Please copy the material below word for word, starting at its first line and ending at the line that contains "(0, 0), (506, 140)", with both of those lines included.

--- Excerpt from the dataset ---
◇ ◇ ◇ ◇ ◇ ◇ ◇
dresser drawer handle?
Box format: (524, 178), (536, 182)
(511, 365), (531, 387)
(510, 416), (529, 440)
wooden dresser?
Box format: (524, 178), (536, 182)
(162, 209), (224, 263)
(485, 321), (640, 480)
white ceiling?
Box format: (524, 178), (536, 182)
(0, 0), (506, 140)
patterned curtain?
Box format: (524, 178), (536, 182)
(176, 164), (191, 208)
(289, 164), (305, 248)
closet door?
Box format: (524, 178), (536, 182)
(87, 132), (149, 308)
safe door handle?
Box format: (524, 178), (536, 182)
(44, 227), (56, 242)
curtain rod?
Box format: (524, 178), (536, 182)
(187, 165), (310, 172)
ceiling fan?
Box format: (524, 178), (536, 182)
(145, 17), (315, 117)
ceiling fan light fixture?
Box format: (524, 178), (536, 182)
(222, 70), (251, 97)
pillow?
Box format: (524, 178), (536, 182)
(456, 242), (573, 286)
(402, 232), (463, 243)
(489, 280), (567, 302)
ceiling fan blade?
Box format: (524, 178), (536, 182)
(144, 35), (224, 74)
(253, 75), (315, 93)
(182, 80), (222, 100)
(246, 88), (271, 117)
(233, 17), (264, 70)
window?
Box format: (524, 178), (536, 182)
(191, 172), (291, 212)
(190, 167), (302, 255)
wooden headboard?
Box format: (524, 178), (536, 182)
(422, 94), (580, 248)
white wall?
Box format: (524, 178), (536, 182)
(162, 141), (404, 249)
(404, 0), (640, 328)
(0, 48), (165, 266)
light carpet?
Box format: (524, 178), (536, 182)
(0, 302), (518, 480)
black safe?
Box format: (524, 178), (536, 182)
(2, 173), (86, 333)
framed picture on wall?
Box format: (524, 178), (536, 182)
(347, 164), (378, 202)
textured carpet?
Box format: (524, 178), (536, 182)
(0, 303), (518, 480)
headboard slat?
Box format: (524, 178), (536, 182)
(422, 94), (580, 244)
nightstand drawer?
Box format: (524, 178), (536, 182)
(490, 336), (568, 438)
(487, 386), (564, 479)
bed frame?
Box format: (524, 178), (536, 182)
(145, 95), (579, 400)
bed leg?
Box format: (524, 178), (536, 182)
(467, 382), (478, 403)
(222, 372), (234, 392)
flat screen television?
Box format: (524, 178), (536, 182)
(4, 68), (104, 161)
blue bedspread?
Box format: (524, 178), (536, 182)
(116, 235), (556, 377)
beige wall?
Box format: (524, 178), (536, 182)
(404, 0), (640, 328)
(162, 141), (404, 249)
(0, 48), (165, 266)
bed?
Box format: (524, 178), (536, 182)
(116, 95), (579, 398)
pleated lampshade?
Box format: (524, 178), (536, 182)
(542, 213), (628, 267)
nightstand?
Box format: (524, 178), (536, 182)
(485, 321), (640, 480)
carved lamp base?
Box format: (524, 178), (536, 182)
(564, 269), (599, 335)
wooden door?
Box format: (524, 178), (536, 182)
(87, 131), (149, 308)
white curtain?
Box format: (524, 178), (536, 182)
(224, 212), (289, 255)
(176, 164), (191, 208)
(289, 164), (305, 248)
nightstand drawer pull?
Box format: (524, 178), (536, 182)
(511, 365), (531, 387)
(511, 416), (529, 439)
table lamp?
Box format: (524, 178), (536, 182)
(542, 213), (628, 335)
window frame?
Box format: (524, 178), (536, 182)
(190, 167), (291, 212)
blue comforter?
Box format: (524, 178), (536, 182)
◇ ◇ ◇ ◇ ◇ ◇ ◇
--- Result below ---
dresser drawer handle?
Box format: (524, 178), (536, 182)
(511, 365), (531, 387)
(510, 416), (529, 440)
wooden dresser?
Box format: (524, 178), (536, 182)
(162, 209), (224, 263)
(485, 321), (640, 480)
white ceiling?
Box format: (524, 178), (536, 182)
(0, 0), (506, 140)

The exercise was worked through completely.